-- start of Dataset rows --
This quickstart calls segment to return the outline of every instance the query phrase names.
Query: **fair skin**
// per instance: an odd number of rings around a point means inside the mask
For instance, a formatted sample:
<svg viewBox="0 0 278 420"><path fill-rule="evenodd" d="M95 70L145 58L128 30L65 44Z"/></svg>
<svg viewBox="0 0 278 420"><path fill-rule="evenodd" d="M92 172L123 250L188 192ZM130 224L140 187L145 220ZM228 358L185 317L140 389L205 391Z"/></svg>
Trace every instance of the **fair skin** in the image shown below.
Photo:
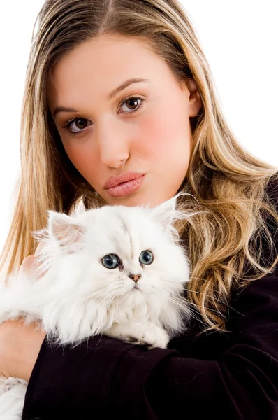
-- end of Dataset rows --
(To be done)
Lay out every line of the records above as a JSON list of strings, one string per line, skipping blank lines and leaving the pictures out.

(The response)
[
  "This quickstart calls segment to return the outline of every instance the query phrase names.",
  "Query: **fair skin**",
  "// per instance: an odd number of rings around a point means inside the mask",
  "For instance, a formatted sample:",
  "<svg viewBox=\"0 0 278 420\"><path fill-rule=\"evenodd\" d=\"M95 70L145 58L128 30L65 44Z\"/></svg>",
  "<svg viewBox=\"0 0 278 420\"><path fill-rule=\"evenodd\" d=\"M92 172L123 250L188 192ZM130 224L140 187L145 220ZM228 358L185 317L140 389L205 391Z\"/></svg>",
  "Trace every instance of the **fair skin** in the image shown below.",
  "Photo:"
]